Print the listing as it stands, omitting all images.

Records excerpted from a collection:
+===+
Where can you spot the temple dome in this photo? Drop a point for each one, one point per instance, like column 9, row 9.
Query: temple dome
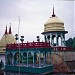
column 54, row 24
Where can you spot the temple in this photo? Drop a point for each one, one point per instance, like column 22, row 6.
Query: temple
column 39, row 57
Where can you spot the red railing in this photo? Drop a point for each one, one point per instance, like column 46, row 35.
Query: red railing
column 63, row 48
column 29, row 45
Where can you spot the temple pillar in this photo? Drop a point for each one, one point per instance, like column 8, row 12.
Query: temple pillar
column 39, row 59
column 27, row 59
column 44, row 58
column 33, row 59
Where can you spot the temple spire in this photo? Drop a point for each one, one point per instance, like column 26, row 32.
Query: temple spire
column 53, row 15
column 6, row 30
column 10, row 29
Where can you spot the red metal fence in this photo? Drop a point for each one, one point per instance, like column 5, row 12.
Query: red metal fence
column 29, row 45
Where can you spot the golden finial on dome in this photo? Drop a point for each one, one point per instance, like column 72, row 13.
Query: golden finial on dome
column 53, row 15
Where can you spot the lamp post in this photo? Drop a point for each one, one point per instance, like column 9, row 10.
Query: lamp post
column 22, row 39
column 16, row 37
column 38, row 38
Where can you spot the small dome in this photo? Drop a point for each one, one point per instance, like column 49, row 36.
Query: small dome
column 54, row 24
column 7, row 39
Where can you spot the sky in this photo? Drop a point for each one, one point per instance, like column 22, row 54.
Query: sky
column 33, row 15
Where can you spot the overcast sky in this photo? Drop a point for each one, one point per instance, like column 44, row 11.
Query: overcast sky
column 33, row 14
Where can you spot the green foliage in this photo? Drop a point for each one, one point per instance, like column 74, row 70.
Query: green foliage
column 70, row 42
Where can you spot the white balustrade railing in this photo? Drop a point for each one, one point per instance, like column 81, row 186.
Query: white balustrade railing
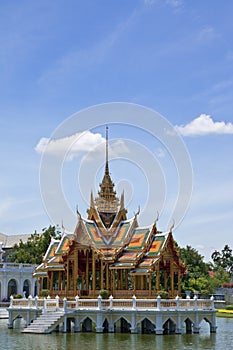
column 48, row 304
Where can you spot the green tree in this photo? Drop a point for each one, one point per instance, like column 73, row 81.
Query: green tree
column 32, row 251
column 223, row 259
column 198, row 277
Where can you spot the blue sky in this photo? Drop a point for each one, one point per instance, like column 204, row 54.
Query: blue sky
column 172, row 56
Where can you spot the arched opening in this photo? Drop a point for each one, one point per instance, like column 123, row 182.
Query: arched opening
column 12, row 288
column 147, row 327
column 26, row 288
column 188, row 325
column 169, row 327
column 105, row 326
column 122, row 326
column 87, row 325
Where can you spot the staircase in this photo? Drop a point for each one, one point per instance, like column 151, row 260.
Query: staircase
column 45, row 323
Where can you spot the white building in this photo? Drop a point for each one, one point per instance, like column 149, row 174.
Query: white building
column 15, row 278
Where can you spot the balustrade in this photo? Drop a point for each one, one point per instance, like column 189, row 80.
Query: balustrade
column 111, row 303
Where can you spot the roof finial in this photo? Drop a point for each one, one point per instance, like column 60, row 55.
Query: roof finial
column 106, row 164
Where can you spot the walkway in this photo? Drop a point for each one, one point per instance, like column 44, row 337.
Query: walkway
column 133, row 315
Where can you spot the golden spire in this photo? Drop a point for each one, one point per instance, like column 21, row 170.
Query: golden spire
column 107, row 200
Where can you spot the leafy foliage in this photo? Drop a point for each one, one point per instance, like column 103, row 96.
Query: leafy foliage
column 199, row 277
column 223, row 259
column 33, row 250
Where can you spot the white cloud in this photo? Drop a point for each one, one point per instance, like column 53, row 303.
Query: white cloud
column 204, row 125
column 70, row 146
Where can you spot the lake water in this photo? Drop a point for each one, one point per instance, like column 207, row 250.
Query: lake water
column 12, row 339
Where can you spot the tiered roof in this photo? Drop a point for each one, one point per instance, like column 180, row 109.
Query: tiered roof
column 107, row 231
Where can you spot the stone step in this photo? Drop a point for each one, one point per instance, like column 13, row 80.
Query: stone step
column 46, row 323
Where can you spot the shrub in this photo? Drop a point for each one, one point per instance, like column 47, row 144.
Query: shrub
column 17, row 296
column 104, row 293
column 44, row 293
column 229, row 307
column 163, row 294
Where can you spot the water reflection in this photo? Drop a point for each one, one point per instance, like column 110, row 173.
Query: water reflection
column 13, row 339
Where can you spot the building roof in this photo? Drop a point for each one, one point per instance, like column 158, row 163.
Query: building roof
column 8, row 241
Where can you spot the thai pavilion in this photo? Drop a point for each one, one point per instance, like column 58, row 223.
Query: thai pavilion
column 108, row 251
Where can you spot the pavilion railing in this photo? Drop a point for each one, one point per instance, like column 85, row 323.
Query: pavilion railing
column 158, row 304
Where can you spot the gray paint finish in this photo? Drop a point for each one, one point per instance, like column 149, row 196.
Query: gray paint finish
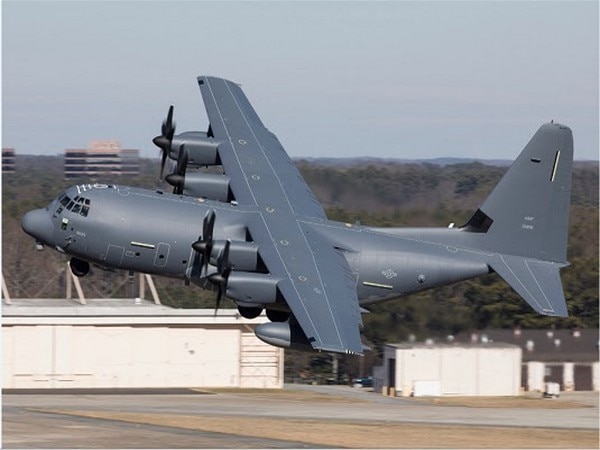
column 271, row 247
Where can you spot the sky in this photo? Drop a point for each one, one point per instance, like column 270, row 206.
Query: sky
+===+
Result
Where can you spot the temple dome in this photo? Drop a point for each one, one point per instance, like column 9, row 9.
Query: temple dome
column 54, row 24
Where can you spot the temple in this photo? Drop a point for each one, one point per instance, like column 22, row 6.
Query: temple
column 39, row 57
Where can you spot the red railing in this photo? Drop a point for each one, one point per instance, like column 46, row 35.
Query: red railing
column 63, row 48
column 29, row 45
Where can you spot the temple pillar in this photo? Drop a point for each one, one point per instance, like column 8, row 12.
Query: temple pillar
column 39, row 59
column 27, row 59
column 44, row 58
column 33, row 59
Where can you spot the temple spire in this photo? Drop a point for each one, one point per instance, like column 26, row 32.
Query: temple spire
column 53, row 15
column 6, row 30
column 10, row 29
Where can you spot the red metal fence in this photo? Drop a point for each one, one point per instance, like column 5, row 12.
Query: red metal fence
column 29, row 45
Where can you spot the golden finial on dome in this photo? Drop a point for each one, one point per instance, like column 72, row 13.
Query: golden finial on dome
column 53, row 15
Where can you spot the lamp post in this photo? Drop a point for each one, one point per instance, like column 9, row 10.
Query: lamp post
column 22, row 39
column 16, row 37
column 38, row 38
Where can you spot the small dome in this photo? Drop a point for each one, one point per instance, like column 49, row 36.
Query: small dome
column 54, row 24
column 7, row 39
Where can you spot the sky in this photo? Drop a point for each one, one point per instance, like column 22, row 54.
Query: sky
column 33, row 15
Where can you spot the overcast sky in this photo? Drop a point for each one, one point per instance, like column 44, row 11.
Query: overcast sky
column 33, row 14
Where can you spot the green foliage in this photo? Drop a point for each one, one point per instance, like column 74, row 70.
Query: green foliage
column 70, row 42
Where can you spot the white balustrade railing in this photo? Drop a point for each one, one point per instance, like column 81, row 186.
Query: white balustrade railing
column 48, row 304
Where can you spot the green tree in this photo? Drop a point for each one, one point per instance, like column 73, row 81.
Query: green tree
column 32, row 251
column 223, row 259
column 198, row 277
Where can you spot the blue sky in this photo? Drop a point for each one, one point per instance, like column 204, row 54.
Query: blue sky
column 172, row 56
Where can you spot the arched opening in this photo? Drop a point for each one, one point per instance, like column 123, row 182.
Query: arched opening
column 12, row 288
column 147, row 327
column 26, row 288
column 188, row 325
column 169, row 327
column 105, row 326
column 122, row 326
column 87, row 325
Where can you spot the staircase in this photo? Drop a point for each one, one point per instance, like column 151, row 260.
Query: staircase
column 45, row 323
Where can you spot the white building in this photo? Drop a point for each one, one point per instance, like column 149, row 174.
Query: white building
column 15, row 278
Where can you spot the balustrade in this photo? Drop a point for each one, one point per instance, like column 189, row 80.
Query: balustrade
column 111, row 303
Where can you spot the roof finial in this photo? Drop a point for each one, one point per instance, like column 60, row 55.
Query: roof finial
column 106, row 164
Where can you spot the walkway in this photo? Drop a point for each one, one point per instance, like column 44, row 337.
Query: walkway
column 133, row 315
Where can you spot the golden spire in this photo? Drop a point for each one, one point per instance, like column 21, row 170.
Query: golden spire
column 107, row 200
Where can you spot the leafy foliage in this photo? Drop a point for each one, one point per instance, like column 103, row 96.
Query: leafy foliage
column 199, row 277
column 223, row 259
column 33, row 250
Where can you spot the white cloud in this photo? Drop a point for each one, one point per instance, like column 53, row 303.
Query: white cloud
column 204, row 125
column 70, row 146
Where can you spot the lake water in this photo? Drop a point for each one, one point per instance, like column 207, row 250.
Query: lake water
column 12, row 339
Where can you spot the tiered roof in this photo? Drop a point for each one, one point per instance, like column 180, row 109.
Query: tiered roof
column 107, row 231
Where can you spot the stone step in this photo? Drop a point for each one, one point per instance, like column 13, row 80.
Query: stone step
column 46, row 323
Where can you spot the shrub in this photo? Drop a point for each one, one point per instance, like column 47, row 144.
Query: shrub
column 17, row 296
column 104, row 293
column 44, row 293
column 229, row 307
column 163, row 294
Where can you spot the water reflection in this photo? Drop a point for each one, one point per instance, like column 110, row 173.
Query: water reflection
column 13, row 339
Where can you spot the building roof in this photo? Drop a point for each one, one point per instance, like column 158, row 163.
Query: building roof
column 8, row 241
Where can you spot the thai pavilion in this photo? Drop a point for each one, one point per instance, like column 58, row 223.
Query: thai pavilion
column 108, row 251
Where can you spot the pavilion railing in this photo? Drop a point for each one, one point per instance, like column 85, row 323.
Query: pavilion railing
column 158, row 304
Where can you spot the gray paint finish in this photo? Drop a point for each one, one point per instance, like column 149, row 196.
Query: gray paint finish
column 271, row 247
Where can you spot the sky in this photo? Drop a point for each one, one point per instance, like column 270, row 206.
Query: sky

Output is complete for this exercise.